Given instruction >>
Copy every record word for word.

====== Listed entries

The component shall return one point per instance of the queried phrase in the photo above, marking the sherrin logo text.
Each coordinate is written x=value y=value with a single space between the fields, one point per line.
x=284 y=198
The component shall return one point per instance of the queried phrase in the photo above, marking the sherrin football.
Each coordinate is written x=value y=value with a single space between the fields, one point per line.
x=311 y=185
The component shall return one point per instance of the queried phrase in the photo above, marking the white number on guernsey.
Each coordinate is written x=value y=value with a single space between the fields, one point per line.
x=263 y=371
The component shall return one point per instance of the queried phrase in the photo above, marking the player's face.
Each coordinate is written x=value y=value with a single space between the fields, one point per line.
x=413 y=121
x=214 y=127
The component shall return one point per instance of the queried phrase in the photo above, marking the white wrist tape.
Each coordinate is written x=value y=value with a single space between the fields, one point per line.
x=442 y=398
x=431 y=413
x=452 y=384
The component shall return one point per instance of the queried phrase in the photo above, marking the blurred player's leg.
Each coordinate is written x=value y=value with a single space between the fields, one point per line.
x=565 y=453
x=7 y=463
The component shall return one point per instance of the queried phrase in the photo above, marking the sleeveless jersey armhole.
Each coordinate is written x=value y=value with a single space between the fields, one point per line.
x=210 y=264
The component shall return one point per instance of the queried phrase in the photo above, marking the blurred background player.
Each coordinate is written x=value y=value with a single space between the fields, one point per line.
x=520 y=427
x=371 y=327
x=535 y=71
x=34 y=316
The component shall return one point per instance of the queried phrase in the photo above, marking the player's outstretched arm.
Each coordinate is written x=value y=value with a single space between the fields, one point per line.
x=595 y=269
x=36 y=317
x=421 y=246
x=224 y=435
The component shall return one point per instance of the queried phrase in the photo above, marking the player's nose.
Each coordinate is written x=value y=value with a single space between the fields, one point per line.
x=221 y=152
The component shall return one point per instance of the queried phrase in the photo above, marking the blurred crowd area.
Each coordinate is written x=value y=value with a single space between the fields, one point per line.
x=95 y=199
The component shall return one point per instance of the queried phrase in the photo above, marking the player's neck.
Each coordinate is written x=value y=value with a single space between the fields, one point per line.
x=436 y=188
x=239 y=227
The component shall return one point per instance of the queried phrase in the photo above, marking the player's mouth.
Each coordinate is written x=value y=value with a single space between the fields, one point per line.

============

Correct answer >>
The component shall return one point per instance of the queried phrase in the photo above, marking the sherrin logo text.
Each coordinate is written x=value y=value with a single space between the fields, one point per line.
x=284 y=198
The component shall return one point per instance of the queried phrase in the photo above, marking the sherrin football.
Each coordinate is written x=value y=value with a single space between the fields, one point per line.
x=311 y=185
The component shall return one point per instance of the queried phrase in the photo above, marking the white number on guernsey.
Each coordinate is written x=value y=value with a single space between the fields, one point per line.
x=263 y=371
The component shall return one point per instance of the queried phrase in the photo above, marking the player's face.
Each coordinate is written x=value y=value with a single space between the fields, one point per line.
x=413 y=121
x=214 y=127
The component shall return one point per instance of the queried phrase in the photo above, marking the white wrist tape.
Each coordinate is written x=value y=value with a single space between the fields, one point per line.
x=442 y=398
x=431 y=413
x=452 y=384
The component shall return one point per instance of the queried phrase in the photo above, marking the blurred player's leg.
Each coordinate is written x=value y=value with a single space between the fields, one point per line.
x=565 y=453
x=7 y=463
The component shall return one point per instance of the queried phrase in the photo above, marking the sleeveless jersey armhole.
Each coordinate is written x=value y=value with a single space between the fields, one point per line.
x=210 y=264
The component shall return one point per instance of the queried phrase in the photo above, marking the blurred background player.
Each coordinate is written x=value y=value with a single space between the fields, one point per line.
x=520 y=427
x=371 y=327
x=535 y=71
x=34 y=316
The component shall return one point per instance of the queried phrase in the photo above, marking the player's outstretched arm.
Each coordinate is written x=value y=value with a single space between the fields, one point per line.
x=595 y=269
x=36 y=317
x=421 y=246
x=224 y=435
The component shall return one point per instance of the queried phrase in the photo above, marking the player's nose.
Each coordinate is written x=value y=value with a single space between the fields, one point per line.
x=221 y=152
The component shall return one point per instance of the queried phrase in the photo above, marking the blurred crowd area.
Each coordinate is written x=value y=value with a single space between the fields, one point per line.
x=95 y=199
The component shall return one point per instance of the queried phrase in the photo above, marking the player's neck.
Each coordinate is written x=value y=value with a single space between the fields, one point per line.
x=436 y=188
x=239 y=227
The component shall return one point per instance of the queried phrase in the photo above, marking the player's mouth.
Each coordinate is written x=value y=value with a single space between the fields, one point per line.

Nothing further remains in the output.